**WHAT TO DO:**
a – Rewrite the passage of the Spot-ingest thread starting at "Mark Grover Fri, 14" and ending at "master in Python.", putting "coordinator" in place of "master".
b – In the Spot-ingest thread, why does Austin ask for the ingest to be built in Python 3.5? Answer in one to three sentences.
c – Write what comes next in the Spot-ingest thread, picking up after its final sentence.

**EXTRACT TO READ:**

Re: [Discuss] - Future plans for Spot-ingest

Mark Grover Fri, 14 Apr 2017 10:15:14 -0700

Hi Nate,
Thanks for starting this. I do feel strongly that it's best to keep the
workers in a JVM based language like Scala.
I don't have a strong feeling about the master but for reasons pointed
above by others, it may make sense to keep the master in Python.


So, Option C would be the vote from me as well.

On Fri, Apr 14, 2017 at 9:55 AM, Ross, Alan D <[email protected]> wrote:

> Option C is to use python on the front end of ingest pipeline and
> spark/scala on the back end.
>
> Option A uses python workers on the backend
>
> Option B uses all scala.
>
>
>
> -----Original Message-----
> From: kant kodali [mailto:[email protected]]
> Sent: Friday, April 14, 2017 9:53 AM
> To: [email protected]
> Subject: Re: [Discuss] - Future plans for Spot-ingest
>
> What is option C ? am I missing an email or something?
>
> On Fri, Apr 14, 2017 at 9:15 AM, Chokha Palayamkottai <
> [email protected]> wrote:
>
> > +1 for Python 3.x
> >
> >
> >
> > On 4/14/2017 11:59 AM, Austin Leahy wrote:
> >
> >> I think that C is the strong solution, getting the ingest really
> >> strong is going to lower barriers to adoption. Doing it in Python
> >> will open up the ingest portion of the project to include many more
> developers.
> >>
> >> Before it comes up I would like to throw the following on the pile...
> >> Major
> >> python projects django/flash, others are dropping 2.x support in
> >> releases scheduled in the next 6 to 8 months. Hadoop projects in
> >> general tend to lag in modern python support, lets please build this
> >> in 3.5 so that we don't have to immediately expect a rebuild in the
> >> pipeline.
> >>
> >> -Vote C
> >>
> >> Thanks Nate
> >>
> >> Austin
> >>
> >> On Fri, Apr 14, 2017 at 8:52 AM Alan Ross <[email protected]> wrote:
> >>
> >> I really like option C because it gives a lot of flexibility for
> >> ingest
> >>> (python vs scala) but still has the robust spark streaming backend
> >>> for performance.
> >>>
> >>> Thanks for putting this together Nate.
> >>>
> >>> Alan
> >>>
> >>> On Fri, Apr 14, 2017 at 8:44 AM, Chokha Palayamkottai <
> >>> [email protected]> wrote:
> >>>
> >>> I agree. We should continue making the existing stack more mature at
> >>>> this point. Maybe if we have enough community support we can add
> >>>> additional datastores.

**PROVIDED DATA:**
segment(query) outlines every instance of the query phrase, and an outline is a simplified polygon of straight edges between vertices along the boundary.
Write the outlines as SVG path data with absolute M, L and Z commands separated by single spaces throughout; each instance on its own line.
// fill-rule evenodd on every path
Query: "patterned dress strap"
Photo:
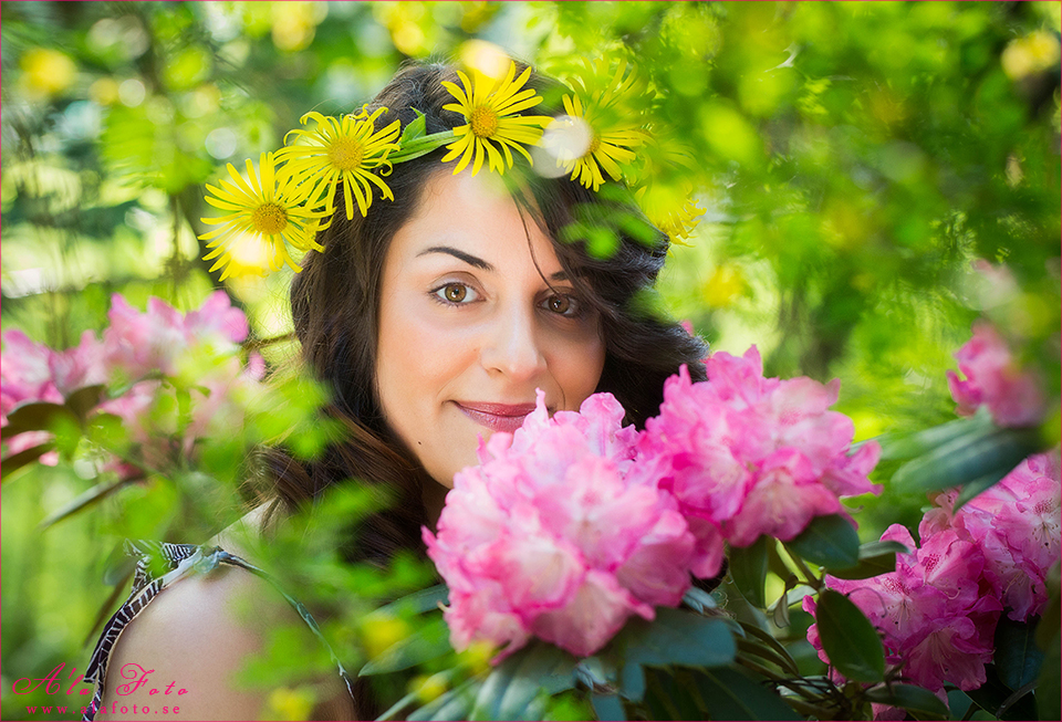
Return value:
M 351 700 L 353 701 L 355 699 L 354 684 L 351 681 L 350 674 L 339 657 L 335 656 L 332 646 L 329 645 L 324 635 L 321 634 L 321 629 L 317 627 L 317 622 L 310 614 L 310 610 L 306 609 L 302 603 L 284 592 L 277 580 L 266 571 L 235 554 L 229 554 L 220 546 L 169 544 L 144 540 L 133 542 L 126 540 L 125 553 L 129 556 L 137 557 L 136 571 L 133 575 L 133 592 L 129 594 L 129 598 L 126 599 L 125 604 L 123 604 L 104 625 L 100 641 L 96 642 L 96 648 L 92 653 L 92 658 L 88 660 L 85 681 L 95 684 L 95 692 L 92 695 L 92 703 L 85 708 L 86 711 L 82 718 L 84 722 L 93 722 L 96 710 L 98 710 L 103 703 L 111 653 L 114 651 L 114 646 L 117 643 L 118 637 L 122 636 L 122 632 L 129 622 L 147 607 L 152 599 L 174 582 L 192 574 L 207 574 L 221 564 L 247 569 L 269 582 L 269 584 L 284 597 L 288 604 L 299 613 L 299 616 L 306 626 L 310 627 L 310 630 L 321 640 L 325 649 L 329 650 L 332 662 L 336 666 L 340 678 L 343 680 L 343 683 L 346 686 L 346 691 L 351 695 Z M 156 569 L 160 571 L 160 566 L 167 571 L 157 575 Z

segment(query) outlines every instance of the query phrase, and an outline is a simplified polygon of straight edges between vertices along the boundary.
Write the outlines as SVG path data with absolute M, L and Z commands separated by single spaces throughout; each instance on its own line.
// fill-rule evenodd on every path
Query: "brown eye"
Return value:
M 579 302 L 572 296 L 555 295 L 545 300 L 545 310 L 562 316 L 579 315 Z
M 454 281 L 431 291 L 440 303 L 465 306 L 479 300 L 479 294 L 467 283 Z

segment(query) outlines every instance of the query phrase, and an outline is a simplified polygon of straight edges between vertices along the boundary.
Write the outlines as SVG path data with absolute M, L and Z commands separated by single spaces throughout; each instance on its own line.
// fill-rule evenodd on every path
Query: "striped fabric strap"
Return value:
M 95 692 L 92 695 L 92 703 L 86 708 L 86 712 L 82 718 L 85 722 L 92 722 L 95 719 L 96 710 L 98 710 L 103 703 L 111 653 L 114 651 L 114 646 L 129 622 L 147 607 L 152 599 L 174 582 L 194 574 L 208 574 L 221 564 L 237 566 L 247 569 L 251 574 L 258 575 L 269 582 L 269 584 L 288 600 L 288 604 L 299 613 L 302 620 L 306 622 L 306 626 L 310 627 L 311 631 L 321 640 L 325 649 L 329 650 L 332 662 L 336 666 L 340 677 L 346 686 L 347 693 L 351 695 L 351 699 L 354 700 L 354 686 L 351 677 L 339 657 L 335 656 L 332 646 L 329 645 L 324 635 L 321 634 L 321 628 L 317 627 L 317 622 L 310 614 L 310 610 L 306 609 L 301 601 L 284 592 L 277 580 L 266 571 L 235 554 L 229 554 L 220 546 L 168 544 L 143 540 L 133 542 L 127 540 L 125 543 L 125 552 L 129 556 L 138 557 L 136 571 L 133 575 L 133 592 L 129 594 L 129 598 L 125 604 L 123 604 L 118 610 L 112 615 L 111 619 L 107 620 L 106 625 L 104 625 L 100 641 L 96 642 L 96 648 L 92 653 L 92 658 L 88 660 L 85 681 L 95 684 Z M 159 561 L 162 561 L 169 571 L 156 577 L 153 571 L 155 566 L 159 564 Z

...

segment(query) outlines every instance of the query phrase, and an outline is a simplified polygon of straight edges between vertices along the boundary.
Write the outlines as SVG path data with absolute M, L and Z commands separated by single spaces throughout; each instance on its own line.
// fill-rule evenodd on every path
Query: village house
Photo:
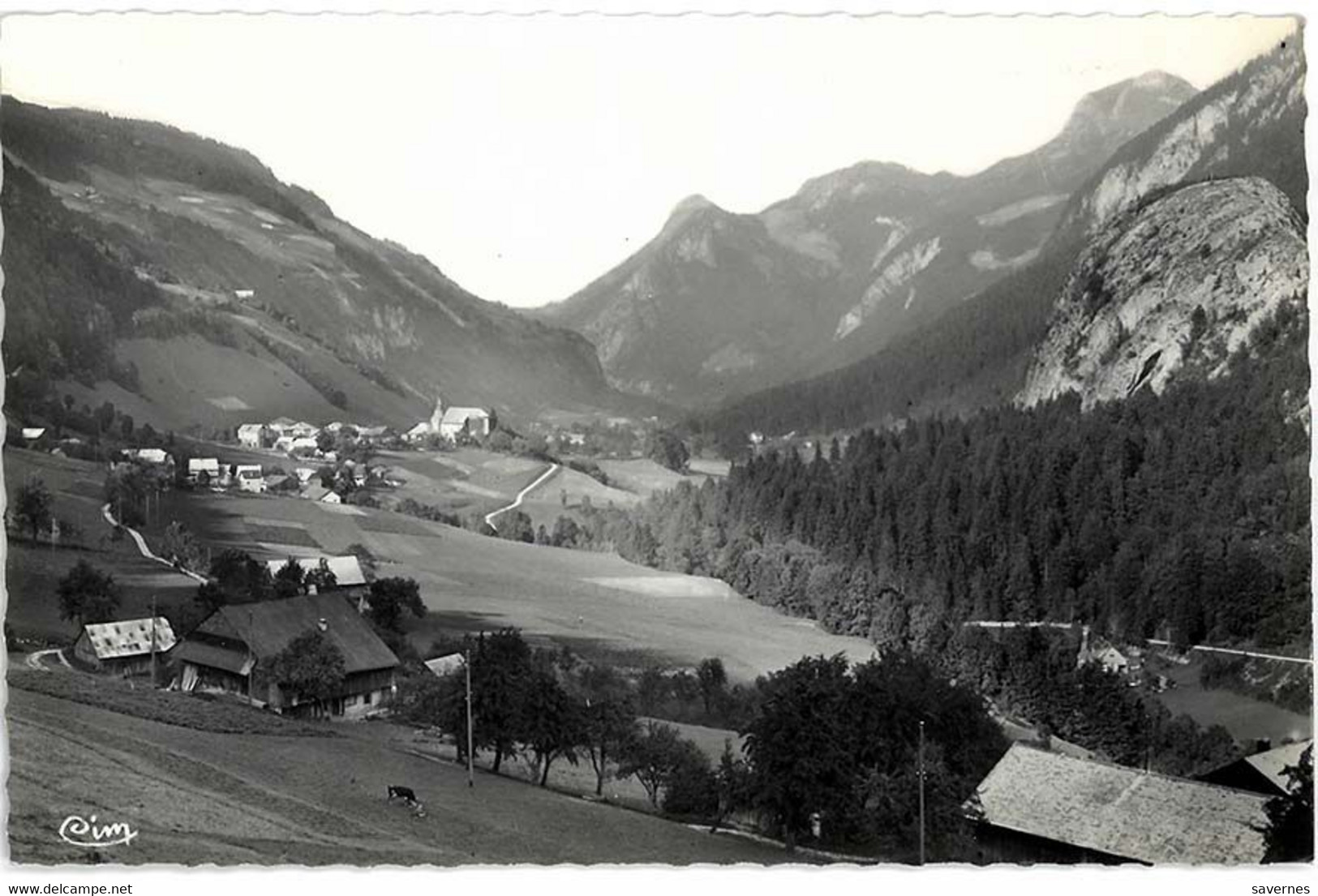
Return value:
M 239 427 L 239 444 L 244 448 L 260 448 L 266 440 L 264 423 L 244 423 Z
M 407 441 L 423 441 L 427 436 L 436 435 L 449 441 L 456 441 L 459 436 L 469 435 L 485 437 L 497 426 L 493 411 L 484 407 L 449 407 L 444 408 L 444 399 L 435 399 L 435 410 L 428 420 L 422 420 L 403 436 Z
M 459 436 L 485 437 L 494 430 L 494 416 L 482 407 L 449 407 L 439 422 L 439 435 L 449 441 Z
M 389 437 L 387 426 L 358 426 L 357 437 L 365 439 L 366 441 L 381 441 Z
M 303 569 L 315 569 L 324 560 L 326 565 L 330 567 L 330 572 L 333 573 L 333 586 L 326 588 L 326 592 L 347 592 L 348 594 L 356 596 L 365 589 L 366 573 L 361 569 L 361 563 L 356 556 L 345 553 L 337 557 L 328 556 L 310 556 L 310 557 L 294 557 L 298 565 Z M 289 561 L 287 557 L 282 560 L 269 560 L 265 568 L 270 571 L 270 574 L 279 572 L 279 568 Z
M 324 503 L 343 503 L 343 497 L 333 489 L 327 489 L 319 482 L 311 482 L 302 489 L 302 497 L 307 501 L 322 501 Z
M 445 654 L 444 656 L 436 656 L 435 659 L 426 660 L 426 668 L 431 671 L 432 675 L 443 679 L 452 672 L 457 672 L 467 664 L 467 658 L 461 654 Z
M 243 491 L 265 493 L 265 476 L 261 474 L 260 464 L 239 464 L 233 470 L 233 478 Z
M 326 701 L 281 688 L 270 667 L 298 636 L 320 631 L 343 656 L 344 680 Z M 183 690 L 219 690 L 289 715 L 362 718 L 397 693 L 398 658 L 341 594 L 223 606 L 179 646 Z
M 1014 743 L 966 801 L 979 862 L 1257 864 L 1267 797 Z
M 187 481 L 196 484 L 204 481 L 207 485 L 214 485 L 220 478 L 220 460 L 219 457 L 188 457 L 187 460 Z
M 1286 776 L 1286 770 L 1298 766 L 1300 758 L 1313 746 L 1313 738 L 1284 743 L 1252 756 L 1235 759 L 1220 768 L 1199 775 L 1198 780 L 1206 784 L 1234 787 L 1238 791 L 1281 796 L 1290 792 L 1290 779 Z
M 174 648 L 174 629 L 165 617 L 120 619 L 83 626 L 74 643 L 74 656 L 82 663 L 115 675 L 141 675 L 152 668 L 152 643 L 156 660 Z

**IN RESPONSE:**
a –
Mark Grover Fri, 14 Apr 2017 10:15:14 -0700

Hi Nate,
Thanks for starting this. I do feel strongly that it's best to keep the
workers in a JVM based language like Scala.
I don't have a strong feeling about the coordinator but for reasons pointed
above by others, it may make sense to keep the coordinator in Python.

b – Major Python projects such as django/flash are dropping 2.x support in releases scheduled for the next 6 to 8 months, and Hadoop projects tend to lag in modern Python support. Building in 3.5 means the pipeline won't need to be rebuilt right away.

c –
> >>>>
> >>>> Chokha.
> >>>>
> >>>>
> >>>> On 4/14/17 11:10 AM, [email protected] wrote:
> >>>>
> >>>>> Hi Kant,
> >>>>>
> >>>>>
> >>>>> YARN is the standard scheduler in Hadoop. If you're using
> >>>>> Hive+Spark, then sure you'll have YARN.
> >>>>>
> >>>>> Haven't seen any HIVE on Mesos so far. As said, Spot is based on a
> >>>>> quite standard Hadoop stack and I wouldn't switch too many pieces
> yet.
> >>>>>
> >>>>> In most Opensource projects you start relying on a well-known
> >>>>> stack and then you begin to support other DB backends once it's
> >>>>> quite mature. Think in the loads of LAMP apps which haven't been
> >>>>> ported away from MySQL yet.
> >>>>>
> >>>>> In any case, you'll need a high performance SQL + Massive Storage
> >>>>> + Machine Learning + Massive Ingestion, and... ATM, that can be
> >>>>> only provided by Hadoop.
> >>>>>
> >>>>> Regards!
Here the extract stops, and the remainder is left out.